- EXERCISE GOAL -
Each entry that follows is to be retyped exactly. Pictures do not belong in the copy.

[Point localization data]

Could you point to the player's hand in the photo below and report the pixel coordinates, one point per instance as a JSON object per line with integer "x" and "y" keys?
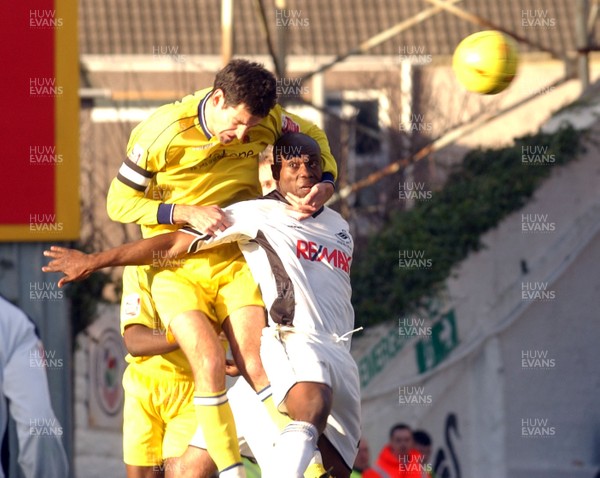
{"x": 231, "y": 368}
{"x": 208, "y": 219}
{"x": 74, "y": 264}
{"x": 312, "y": 202}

- RESULT -
Could you point to the player's hand in the photo below and report the pixel coordinates, one point per instance as a JSON object per line with integer "x" and "y" keys?
{"x": 231, "y": 368}
{"x": 208, "y": 219}
{"x": 74, "y": 264}
{"x": 312, "y": 202}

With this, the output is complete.